# My New Opal (2006 color)



## c2m (Sep 1, 2006)

It took about a week longer than expected but I picked up my new Opal w/ SRAM Rival today. I only got about 20 miles on her today, so I wont comment on the ride yet.

I will say I do enjoy the SRAM shifting, much cleaner than the shifting on my old bike w/ Ultegra (then again old things dont usually work as well as new things).

I originally ordered it with Rival cranks but apparently they were on back order so dealer switch to SLK compact cranks.

The bike weighed in at 16.7 pounds without pedals. The bike is specced with ITM aluminum bars/stem and the Rolf Tempo wheels are not light by any standard. I just hope the wheels hold up to be good training wheels and I can upgrade to nicer set once my checkbook cools off.

If you have any specifc questions feel free to ask.


----------



## fire262 (Aug 29, 2006)

*Nice*

Nice ride, I got an 07 opal and love it!


----------



## rollinrob (Dec 8, 2002)

Very very nice.. I have the 06 Opal in red. It was a tough choice for me but I am very glad I did it. I am also partial to the 06 paint schemes over the 07. I know everyone has different tastes so that's my 2 cents...

## Listed entries
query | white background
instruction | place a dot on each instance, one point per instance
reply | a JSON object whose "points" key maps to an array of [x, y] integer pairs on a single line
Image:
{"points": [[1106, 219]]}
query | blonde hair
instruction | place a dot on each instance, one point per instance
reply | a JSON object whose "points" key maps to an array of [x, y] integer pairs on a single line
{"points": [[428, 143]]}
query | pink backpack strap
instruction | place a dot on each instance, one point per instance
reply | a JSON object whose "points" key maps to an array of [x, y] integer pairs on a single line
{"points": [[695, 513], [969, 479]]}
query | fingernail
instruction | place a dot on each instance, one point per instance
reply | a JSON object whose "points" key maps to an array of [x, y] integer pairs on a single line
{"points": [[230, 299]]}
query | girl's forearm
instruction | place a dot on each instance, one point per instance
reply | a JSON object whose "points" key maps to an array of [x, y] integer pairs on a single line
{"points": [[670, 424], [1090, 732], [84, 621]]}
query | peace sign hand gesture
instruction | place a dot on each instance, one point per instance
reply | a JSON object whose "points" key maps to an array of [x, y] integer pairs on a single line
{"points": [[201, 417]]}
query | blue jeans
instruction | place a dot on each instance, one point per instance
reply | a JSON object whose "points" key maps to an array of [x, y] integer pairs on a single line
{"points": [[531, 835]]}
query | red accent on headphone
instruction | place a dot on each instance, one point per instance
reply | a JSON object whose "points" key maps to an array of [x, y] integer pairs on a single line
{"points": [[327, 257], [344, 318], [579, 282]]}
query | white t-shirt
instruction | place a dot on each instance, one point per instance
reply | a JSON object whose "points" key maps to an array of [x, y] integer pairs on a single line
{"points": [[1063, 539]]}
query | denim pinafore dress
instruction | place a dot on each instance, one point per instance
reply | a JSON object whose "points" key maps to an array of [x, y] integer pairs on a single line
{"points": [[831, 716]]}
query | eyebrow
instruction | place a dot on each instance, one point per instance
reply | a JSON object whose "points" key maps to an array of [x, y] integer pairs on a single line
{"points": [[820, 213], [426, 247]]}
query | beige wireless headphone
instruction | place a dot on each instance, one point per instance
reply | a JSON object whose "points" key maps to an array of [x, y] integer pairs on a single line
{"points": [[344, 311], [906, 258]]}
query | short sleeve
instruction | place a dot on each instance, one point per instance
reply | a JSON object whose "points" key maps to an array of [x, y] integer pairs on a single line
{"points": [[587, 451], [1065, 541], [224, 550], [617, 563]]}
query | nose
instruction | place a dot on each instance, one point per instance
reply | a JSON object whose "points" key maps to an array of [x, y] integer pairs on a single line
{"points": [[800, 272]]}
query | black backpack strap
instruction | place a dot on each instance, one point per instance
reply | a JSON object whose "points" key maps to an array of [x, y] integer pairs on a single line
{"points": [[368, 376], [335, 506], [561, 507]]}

## Written request 1
Answer these questions using the Opal bike thread.
(a) How much did the new bike weigh without pedals?
(b) Which cranks went on the bike in place of the Rival cranks that were first ordered?
(c) What color is rollinrob's 06 Opal?
## Written request 2
From the Opal bike thread, extract the passage starting at "I will say I" and ending at "free to ask.".

## Exercise solution 1
(a) 16.7 pounds
(b) SLK compact cranks
(c) Red

## Exercise solution 2
I will say I do enjoy the SRAM shifting, much cleaner than the shifting on my old bike w/ Ultegra (then again old things dont usually work as well as new things).

I originally ordered it with Rival cranks but apparently they were on back order so dealer switch to SLK compact cranks.

The bike weighed in at 16.7 pounds without pedals. The bike is specced with ITM aluminum bars/stem and the Rolf Tempo wheels are not light by any standard. I just hope the wheels hold up to be good training wheels and I can upgrade to nicer set once my checkbook cools off.

If you have any specifc questions feel free to ask.